REQUIREMENT 1: In the forum thread on the Scheft proposal, who is named as chairman of the study?
REQUIREMENT 2: From the forum thread on the Scheft proposal, write out the stretch from "# Scheft Proposal" through "so far. Thoughts?".

SOURCE DOCUMENT:
# Scheft Proposal on Massachusetts Training



## Guest

http://www.ledimensions.com/index.php?option=com_content&task=view&id=121&Itemid=9

Macop pointed this out on the LED site, and if you have 4 hours to kill, he makes some good points. I haven't finished it yet, but my initial impression is that I agree with what I have read so far. Thoughts?

Please don't turn this into a 'OMG MSP wants to take over the world thread'. Try to keep it to the pros/cons of unified training for officers. Thanks.


----------



## Guest

Link is no good.

On the LED page click on "Home" then the 5th bullet point down.

The first thing I saw was that Sheriff DiPaola is the chairman of this study. Not exactly a stellar beginning.


----------



## Guest

Delta784 said:


> Link is no good.
> 
> On the LED page click on "Home" then the 5th bullet point down.
> 
> The first thing I saw was that Sheriff DiPaola is the chairman of this study. Not exactly a stellar beginning.


No.. it's not a great start. I missed that Delta. Damn mids give the the reading level of a 2nd grader.


----------



## Sgt Jack

I only skimmed it but it said that the SSPO is only 300 hours...I think they got that number wrong or I misread it considering that mine was about 600 hours...

STORED RECORDS:
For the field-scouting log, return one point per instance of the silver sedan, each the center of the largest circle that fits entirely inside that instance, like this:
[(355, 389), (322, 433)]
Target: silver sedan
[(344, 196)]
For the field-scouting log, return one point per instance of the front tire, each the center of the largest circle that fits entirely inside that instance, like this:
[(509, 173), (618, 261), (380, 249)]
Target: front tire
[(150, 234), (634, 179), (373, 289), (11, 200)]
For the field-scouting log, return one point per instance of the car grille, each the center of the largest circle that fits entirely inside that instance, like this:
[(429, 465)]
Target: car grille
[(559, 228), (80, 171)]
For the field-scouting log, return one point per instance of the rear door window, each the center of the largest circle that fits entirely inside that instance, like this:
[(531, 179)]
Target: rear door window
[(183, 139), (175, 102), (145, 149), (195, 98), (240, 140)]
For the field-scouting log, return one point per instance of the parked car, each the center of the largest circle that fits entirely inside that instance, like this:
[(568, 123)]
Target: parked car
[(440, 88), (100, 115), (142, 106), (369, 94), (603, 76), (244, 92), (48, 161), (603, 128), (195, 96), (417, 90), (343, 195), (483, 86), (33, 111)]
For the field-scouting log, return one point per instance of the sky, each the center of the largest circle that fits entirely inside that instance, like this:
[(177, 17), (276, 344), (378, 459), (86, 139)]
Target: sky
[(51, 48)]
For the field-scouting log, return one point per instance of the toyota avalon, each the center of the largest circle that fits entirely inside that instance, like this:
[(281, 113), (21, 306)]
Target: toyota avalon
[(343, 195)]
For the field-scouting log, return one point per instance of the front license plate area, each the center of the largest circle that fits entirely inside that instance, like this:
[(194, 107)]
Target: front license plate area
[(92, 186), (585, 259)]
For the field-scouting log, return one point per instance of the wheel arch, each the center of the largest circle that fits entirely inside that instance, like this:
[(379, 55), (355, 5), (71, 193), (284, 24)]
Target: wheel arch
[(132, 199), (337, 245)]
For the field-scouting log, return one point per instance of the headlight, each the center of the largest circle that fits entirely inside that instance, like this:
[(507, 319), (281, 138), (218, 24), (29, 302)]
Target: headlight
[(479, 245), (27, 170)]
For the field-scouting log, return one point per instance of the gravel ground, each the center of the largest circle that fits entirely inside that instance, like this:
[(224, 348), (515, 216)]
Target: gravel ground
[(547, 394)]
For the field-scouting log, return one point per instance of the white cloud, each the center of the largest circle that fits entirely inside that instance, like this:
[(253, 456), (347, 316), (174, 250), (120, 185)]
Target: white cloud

COMPLETE OUTPUT 1: Sheriff DiPaola

COMPLETE OUTPUT 2:
# Scheft Proposal on Massachusetts Training



## Guest

http://www.ledimensions.com/index.php?option=com_content&task=view&id=121&Itemid=9

Macop pointed this out on the LED site, and if you have 4 hours to kill, he makes some good points. I haven't finished it yet, but my initial impression is that I agree with what I have read so far. Thoughts?